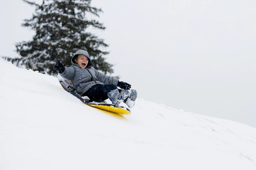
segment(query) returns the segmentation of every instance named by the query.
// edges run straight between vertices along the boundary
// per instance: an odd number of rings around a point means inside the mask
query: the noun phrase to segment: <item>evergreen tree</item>
[[[103,55],[108,54],[100,48],[108,47],[103,40],[86,31],[89,26],[101,30],[102,23],[86,17],[89,13],[99,17],[101,9],[90,6],[91,0],[43,0],[41,5],[22,0],[36,7],[32,18],[22,26],[36,31],[33,40],[15,44],[21,58],[8,58],[17,66],[40,73],[56,73],[53,66],[57,59],[66,66],[71,64],[73,54],[79,49],[87,51],[93,67],[105,74],[113,72],[113,65]]]

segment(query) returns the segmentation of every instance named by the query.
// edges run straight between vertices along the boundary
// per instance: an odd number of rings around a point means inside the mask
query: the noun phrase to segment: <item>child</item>
[[[101,102],[109,98],[112,103],[118,105],[124,102],[130,108],[133,107],[137,98],[136,90],[130,84],[99,72],[92,67],[88,52],[79,49],[71,59],[72,65],[65,66],[57,60],[53,66],[63,77],[71,81],[77,92],[88,96],[91,100]],[[118,86],[123,89],[117,88]]]

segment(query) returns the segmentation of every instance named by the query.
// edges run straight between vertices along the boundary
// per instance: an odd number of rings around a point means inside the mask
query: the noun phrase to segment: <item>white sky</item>
[[[256,127],[256,1],[156,2],[92,0],[114,75],[139,98]],[[21,26],[33,9],[2,4],[0,55],[17,56],[15,42],[34,34]]]
[[[83,104],[57,77],[0,59],[4,72],[1,170],[255,170],[255,128],[141,99],[131,115],[113,114]]]

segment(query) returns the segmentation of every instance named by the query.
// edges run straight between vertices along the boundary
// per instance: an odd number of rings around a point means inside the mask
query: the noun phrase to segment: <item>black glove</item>
[[[124,89],[125,90],[129,90],[131,88],[131,85],[123,81],[118,81],[117,83],[117,86],[121,89]]]
[[[57,70],[58,73],[63,73],[65,70],[65,64],[62,64],[58,59],[56,61],[55,64],[54,64],[54,66],[53,66],[53,69]]]

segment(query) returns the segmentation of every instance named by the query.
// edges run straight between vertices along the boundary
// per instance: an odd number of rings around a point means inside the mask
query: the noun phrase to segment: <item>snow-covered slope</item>
[[[256,128],[142,99],[104,112],[56,77],[2,60],[0,73],[0,170],[256,169]]]

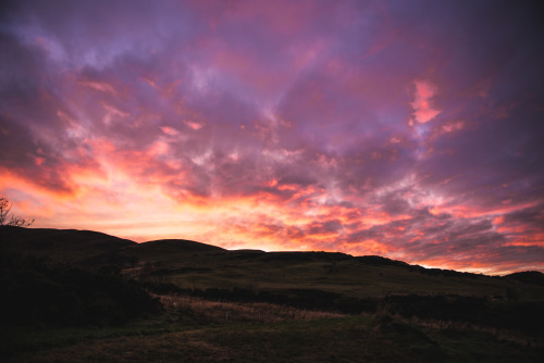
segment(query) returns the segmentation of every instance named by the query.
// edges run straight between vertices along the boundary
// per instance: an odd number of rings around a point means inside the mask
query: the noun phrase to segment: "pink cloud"
[[[426,80],[415,80],[416,93],[411,102],[413,109],[413,120],[424,124],[436,117],[442,110],[433,105],[433,98],[436,95],[436,87]]]

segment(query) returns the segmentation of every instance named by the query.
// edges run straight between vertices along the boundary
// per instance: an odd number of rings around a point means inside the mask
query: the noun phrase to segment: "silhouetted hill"
[[[519,281],[536,284],[544,286],[544,274],[537,271],[524,271],[505,276],[506,278],[514,278]]]
[[[113,253],[136,242],[92,230],[22,228],[4,226],[1,248],[11,252],[47,256],[54,261],[86,260]]]
[[[218,253],[226,250],[211,245],[200,243],[186,239],[159,239],[144,243],[137,243],[126,249],[126,252],[136,252],[146,255],[162,255],[177,253]]]

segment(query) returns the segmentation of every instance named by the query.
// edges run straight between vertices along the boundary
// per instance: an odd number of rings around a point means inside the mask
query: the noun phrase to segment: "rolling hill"
[[[0,228],[0,262],[7,362],[540,362],[544,353],[540,272],[485,276],[376,255],[10,227]]]

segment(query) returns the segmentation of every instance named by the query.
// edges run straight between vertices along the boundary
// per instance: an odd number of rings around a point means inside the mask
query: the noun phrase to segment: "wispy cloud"
[[[12,2],[0,191],[36,226],[544,270],[529,3]]]

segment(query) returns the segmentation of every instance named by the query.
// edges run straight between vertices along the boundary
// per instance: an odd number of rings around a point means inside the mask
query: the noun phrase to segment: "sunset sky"
[[[544,271],[531,1],[12,1],[0,195],[33,227]]]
┄┄┄┄┄┄┄┄┄┄┄┄┄┄┄┄┄┄┄┄
» **Written request**: Render these lines as a Markdown table with the columns Row and Line, numbering each row and skipping blank lines. Leave the pictures out.

» **Correct output**:
| Row | Line |
|---|---|
| 1 | segment(query) returns the segmentation of every instance named by the query. |
| 2 | // edges run straight between vertices along the boundary |
| 3 | // per instance: an odd number of rings around a point means inside the mask |
| 4 | query: the noun phrase to segment: <item>evergreen tree</item> |
| 5 | [[[103,55],[108,54],[100,48],[108,47],[103,40],[86,31],[89,26],[101,30],[102,23],[86,17],[89,13],[99,17],[101,9],[90,6],[91,0],[43,0],[41,5],[22,0],[36,7],[32,18],[22,26],[36,31],[33,40],[15,44],[21,58],[8,58],[17,66],[40,73],[56,73],[53,66],[57,59],[66,66],[71,64],[73,54],[79,49],[87,51],[93,67],[105,74],[113,72],[113,65]]] |
| 6 | segment(query) returns the segmentation of every instance named by the query. |
| 7 | // edges run straight between vertices along the boundary |
| 8 | // per instance: an odd number of rings around a point means inside the mask |
| 9 | query: the noun phrase to segment: <item>child</item> |
| 10 | [[[101,102],[109,98],[112,103],[118,105],[124,102],[130,108],[133,107],[137,98],[136,90],[130,84],[99,72],[92,67],[88,52],[79,49],[71,59],[72,65],[65,66],[57,60],[53,66],[63,77],[71,81],[77,92],[88,96],[91,100]],[[118,86],[123,89],[117,88]]] |
| 11 | segment(query) returns the segmentation of every instance named by the query. |
| 12 | // edges run straight between vertices along the boundary |
| 13 | // per instance: an odd number of rings around a point means inside the mask |
| 14 | query: the noun phrase to segment: <item>white sky</item> |
| 15 | [[[256,127],[256,1],[156,2],[92,0],[114,75],[139,98]],[[21,26],[33,9],[2,4],[0,55],[17,56],[15,42],[34,34]]] |
| 16 | [[[83,104],[57,77],[0,59],[4,72],[1,170],[255,170],[255,128],[141,99],[131,115],[113,114]]] |
| 17 | segment(query) returns the segmentation of every instance named by the query. |
| 18 | // edges run straight between vertices along the boundary |
| 19 | // per instance: an odd number of rings around a point means inside the mask |
| 20 | query: the noun phrase to segment: <item>black glove</item> |
| 21 | [[[124,89],[125,90],[129,90],[131,88],[131,85],[123,81],[118,81],[117,83],[117,86],[121,89]]] |
| 22 | [[[57,70],[58,73],[63,73],[65,70],[65,64],[62,64],[58,59],[56,61],[55,64],[54,64],[54,66],[53,66],[53,69]]] |
| 23 | segment(query) returns the segmentation of every instance named by the query. |
| 24 | // edges run straight between vertices along the boundary |
| 25 | // per instance: an odd number of rings around a point means inside the mask |
| 26 | query: the noun phrase to segment: <item>snow-covered slope</item> |
| 27 | [[[256,128],[142,99],[104,112],[56,77],[2,60],[0,73],[0,170],[256,169]]] |
| 28 | segment(query) returns the segmentation of every instance named by the query. |
| 29 | // edges run straight between vertices along the boundary |
| 30 | // per instance: an odd number of rings around a point means inside the mask |
| 31 | query: the noun phrase to segment: "pink cloud" |
| 32 | [[[426,80],[415,80],[416,93],[411,102],[413,109],[413,120],[424,124],[436,117],[442,110],[433,105],[433,98],[436,95],[436,87]]] |
| 33 | segment(query) returns the segmentation of every instance named by the query. |
| 34 | // edges run straight between vertices along the boundary |
| 35 | // per instance: an odd number of rings around a point means inside the mask |
| 36 | query: the noun phrase to segment: "silhouetted hill" |
| 37 | [[[519,281],[536,284],[544,286],[544,274],[537,271],[524,271],[505,276],[506,278],[514,278]]] |
| 38 | [[[113,253],[136,242],[92,230],[22,228],[4,226],[1,248],[11,252],[47,256],[54,261],[86,260]]] |
| 39 | [[[218,253],[226,250],[211,245],[200,243],[186,239],[159,239],[144,243],[137,243],[126,249],[126,252],[136,252],[146,255],[162,255],[177,253]]] |
| 40 | segment(query) returns the segmentation of every instance named by the query. |
| 41 | // edges run straight between vertices along the boundary |
| 42 | // per instance: an odd number of rings around a point means inside the mask |
| 43 | query: the noun phrase to segment: "rolling hill" |
| 44 | [[[0,228],[0,262],[7,362],[540,362],[544,353],[540,272],[485,276],[376,255],[10,227]]] |
| 45 | segment(query) returns the segmentation of every instance named by the query. |
| 46 | // edges run straight between vertices along the boundary |
| 47 | // per instance: an odd number of rings around a point means inside the mask |
| 48 | query: the noun phrase to segment: "wispy cloud" |
| 49 | [[[12,2],[0,191],[36,226],[544,270],[529,3]]] |
| 50 | segment(query) returns the segmentation of every instance named by the query. |
| 51 | // edges run straight between vertices along the boundary |
| 52 | // per instance: an odd number of rings around a point means inside the mask |
| 53 | query: the noun phrase to segment: "sunset sky" |
| 54 | [[[544,271],[531,1],[12,1],[0,195],[33,227]]] |